À ce niveau-là, c’est autobiographique. Dans mon histoire familiale, il y a aussi des métissages liés à la colonisation du côté de ma mère, en ce sens ma grand-mère a épousé en mariage traditionnel un Français. À cette époque-là même encore aujourd’hui, les Occidentaux ne les considéraient pas comme de vrais mariages alors que pour la famille c’était de véritables mariages surtout dans des familles de notables. Côté colons, on considérait que ces mariages n’avaient pas d’importances. Fort heureusement, mon grand-père n’était pas comme ça. Il a profondément aimé ma grand-mère au point qu’il était un peu mal vu des colons. Mais le personnage que j’ai pris dans mon texte, lui il maltraite sa femme africaine. Il lui prend son enfant et ne lui donne plus de nouvelles.

Votre roman fait ressortir la question des traditions, de la modernité, etc. Finalement, quel est le message que vous tentez véhiculer derrière toutes ces images ?

C’est notre prisme de réhabilitation des civilisations africaines. Je pense que nous avons pour responsabilité de montrer notre trésor, de dévoiler les trésors du continent. Il n’y a pas que l’Afrique, il y a d’autres endroits du globe où il y a de très grandes civilisations, de très grandes cultures qui ont été décriées par l’esprit de colonisation, par l’occidentalisation des esprits. Je vais montrer à travers des personnages positifs, très beaux, les trésors que contiennent ces civilisations oubliées, en particulier sur le continent africain. C’est pourquoi je parle de traditions. Pour moi, ce sont plus que des traditions, ce sont des choses intemporelles, des choses éternelles.

[Enregistrements conservés]
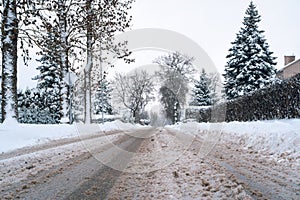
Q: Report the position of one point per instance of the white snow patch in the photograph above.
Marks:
(14, 136)
(278, 137)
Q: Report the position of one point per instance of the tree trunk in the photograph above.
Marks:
(89, 65)
(9, 60)
(64, 57)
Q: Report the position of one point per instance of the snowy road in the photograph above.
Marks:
(166, 165)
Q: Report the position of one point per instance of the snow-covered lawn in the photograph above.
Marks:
(280, 138)
(14, 136)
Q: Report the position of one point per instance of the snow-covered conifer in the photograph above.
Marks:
(250, 64)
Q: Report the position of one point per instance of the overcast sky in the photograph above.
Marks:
(213, 24)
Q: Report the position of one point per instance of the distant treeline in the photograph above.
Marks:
(279, 101)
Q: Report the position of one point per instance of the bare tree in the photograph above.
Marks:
(175, 73)
(134, 91)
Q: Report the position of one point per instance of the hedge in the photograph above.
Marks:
(278, 101)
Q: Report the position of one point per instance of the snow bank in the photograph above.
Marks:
(14, 136)
(279, 137)
(117, 125)
(22, 135)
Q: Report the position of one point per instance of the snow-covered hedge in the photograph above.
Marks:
(279, 101)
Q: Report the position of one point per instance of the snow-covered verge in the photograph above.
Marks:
(14, 136)
(280, 138)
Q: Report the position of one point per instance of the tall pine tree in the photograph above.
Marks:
(50, 78)
(201, 94)
(250, 64)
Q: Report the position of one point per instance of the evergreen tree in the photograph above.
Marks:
(103, 97)
(251, 64)
(201, 92)
(50, 79)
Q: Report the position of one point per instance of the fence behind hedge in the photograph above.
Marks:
(279, 101)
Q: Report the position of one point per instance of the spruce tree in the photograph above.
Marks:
(250, 64)
(50, 78)
(103, 97)
(201, 93)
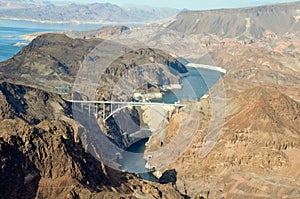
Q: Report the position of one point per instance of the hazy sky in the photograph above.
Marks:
(190, 4)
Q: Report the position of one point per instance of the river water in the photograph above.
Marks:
(194, 87)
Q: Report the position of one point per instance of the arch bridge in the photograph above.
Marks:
(94, 107)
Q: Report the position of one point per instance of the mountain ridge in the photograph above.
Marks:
(89, 13)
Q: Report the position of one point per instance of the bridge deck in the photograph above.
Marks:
(126, 103)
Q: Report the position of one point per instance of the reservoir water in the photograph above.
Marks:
(194, 86)
(11, 32)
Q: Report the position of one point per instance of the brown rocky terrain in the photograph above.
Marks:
(253, 22)
(255, 156)
(55, 60)
(43, 157)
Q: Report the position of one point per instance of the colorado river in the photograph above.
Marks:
(194, 87)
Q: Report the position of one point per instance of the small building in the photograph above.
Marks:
(62, 90)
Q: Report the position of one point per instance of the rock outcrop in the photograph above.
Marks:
(43, 157)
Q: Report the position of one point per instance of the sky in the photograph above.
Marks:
(181, 4)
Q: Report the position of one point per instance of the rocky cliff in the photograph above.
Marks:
(43, 157)
(55, 60)
(253, 22)
(88, 13)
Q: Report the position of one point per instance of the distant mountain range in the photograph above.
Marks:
(17, 4)
(252, 22)
(86, 13)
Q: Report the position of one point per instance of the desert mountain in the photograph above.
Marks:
(20, 4)
(40, 148)
(57, 60)
(96, 12)
(253, 22)
(259, 142)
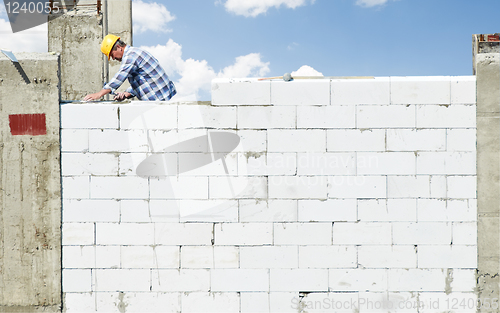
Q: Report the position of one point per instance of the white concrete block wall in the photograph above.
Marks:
(319, 195)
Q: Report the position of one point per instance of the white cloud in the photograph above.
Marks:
(370, 3)
(30, 40)
(253, 8)
(150, 16)
(249, 65)
(292, 46)
(306, 70)
(195, 76)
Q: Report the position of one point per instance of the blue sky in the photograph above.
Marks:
(198, 40)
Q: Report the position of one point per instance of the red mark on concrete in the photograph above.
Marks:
(493, 37)
(27, 124)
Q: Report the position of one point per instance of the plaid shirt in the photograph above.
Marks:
(148, 80)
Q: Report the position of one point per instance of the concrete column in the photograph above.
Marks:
(487, 69)
(77, 36)
(119, 22)
(30, 194)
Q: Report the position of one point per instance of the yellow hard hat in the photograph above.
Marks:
(107, 44)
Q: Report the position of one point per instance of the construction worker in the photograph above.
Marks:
(148, 80)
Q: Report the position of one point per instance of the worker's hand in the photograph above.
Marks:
(122, 96)
(92, 96)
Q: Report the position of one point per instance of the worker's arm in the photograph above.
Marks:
(97, 95)
(122, 96)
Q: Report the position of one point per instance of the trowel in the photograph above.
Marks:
(14, 60)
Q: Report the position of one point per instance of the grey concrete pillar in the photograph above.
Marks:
(118, 17)
(487, 70)
(77, 36)
(30, 194)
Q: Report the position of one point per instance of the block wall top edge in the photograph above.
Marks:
(353, 78)
(90, 104)
(170, 102)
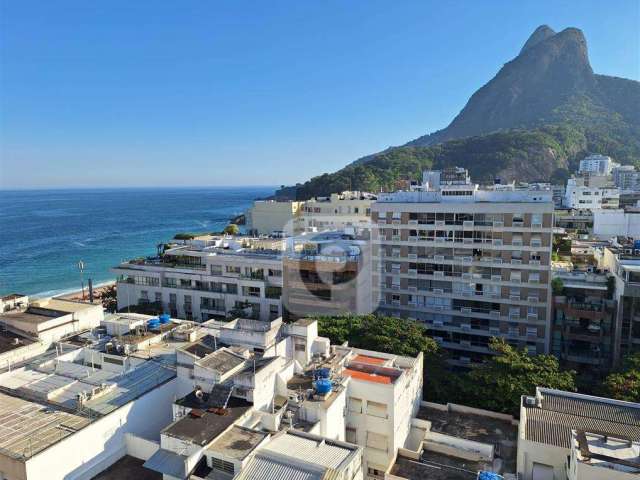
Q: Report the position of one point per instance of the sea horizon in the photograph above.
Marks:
(46, 232)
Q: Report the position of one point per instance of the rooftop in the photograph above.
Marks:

# [Consignes de l'exercice]
1. Selon le texte de la page, quelle attitude le grand-père avait-il envers la grand-mère ?
2. D'après le texte de la page, expliquez pourquoi le roman parle de traditions.

# [Réponses par consigne]
1. Il l'a profondément aimée, au point d'être un peu mal vu des colons.

2. Le roman cherche à réhabiliter les civilisations africaines, décriées par l'esprit de colonisation. Il veut montrer, à travers des personnages positifs, les trésors de ces civilisations oubliées. C'est pour cette raison qu'il parle de traditions, considérées comme des choses intemporelles et éternelles.